LSU is a leader in state's contact tracing

LSU’s Stephenson Disaster Management Institutewas entrusted last May with ramping up the state’s contact tracing program with a $1 million contract from the Louisiana Department of Health, or LDH. Since then, its role has greatly expanded.
Within two weeks of receiving its contract from the state in early May, SDMI helped train 15-20 agents so they could begin making phone calls. Case interviewers started reaching out to those who had recently tested positive for COVID-19 to collect symptoms, ask if they needed assistance such as healthcare, housing, food or otherwise and determine if they could have exposed others to infection. The current threshold set by the state is at least 15 minutes within close proximity. Next, the names of those who could be infected were passed to contact tracers who would reach out to encourage a 14-day quarantine.
The program grew quickly. Within a month, SDMI had assisted call centers in onboarding and training nearly 400 agents. Two weeks ago, as positive cases started to significantly increase, they began working with the four call centers contracted by the Office of Public Health, or OPH, which falls under LDH, to add an additional 250 agents, for a total of 700 case interviewers and contact tracers. SDMI now effectively coordinates the effort for the entire state with separate call centers in New Orleans, Lafayette and Monroe.

_Dataset extract_:
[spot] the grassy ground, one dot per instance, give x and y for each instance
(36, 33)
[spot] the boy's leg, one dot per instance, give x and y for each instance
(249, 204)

_What to work on_:
**A.** Answer these questions from the contact tracing article:
(i) How much was the contract that the Louisiana Department of Health gave SDMI?
(ii) What is the state's current threshold for possible exposure?
(iii) How many agents were added when work began with the four OPH call centers?
**B.** Print the part of the contact tracing article starting at "LSU’s Stephenson Disaster" and ending at "a 14-day quarantine.".
**C.** Translate this sentence from the contact tracing article into Spanish: "Within a month, SDMI had assisted call centers in onboarding and training nearly 400 agents."
The data isn't needed for anything here.

_Responses by task_:
**A.**
(i) $1 million
(ii) At least 15 minutes within close proximity
(iii) An additional 250 agents

**B.**
LSU’s Stephenson Disaster Management Institutewas entrusted last May with ramping up the state’s contact tracing program with a $1 million contract from the Louisiana Department of Health, or LDH. Since then, its role has greatly expanded.
Within two weeks of receiving its contract from the state in early May, SDMI helped train 15-20 agents so they could begin making phone calls. Case interviewers started reaching out to those who had recently tested positive for COVID-19 to collect symptoms, ask if they needed assistance such as healthcare, housing, food or otherwise and determine if they could have exposed others to infection. The current threshold set by the state is at least 15 minutes within close proximity. Next, the names of those who could be infected were passed to contact tracers who would reach out to encourage a 14-day quarantine.

**C.** En el plazo de un mes, el SDMI había ayudado a los centros de llamadas a incorporar y capacitar a casi 400 agentes.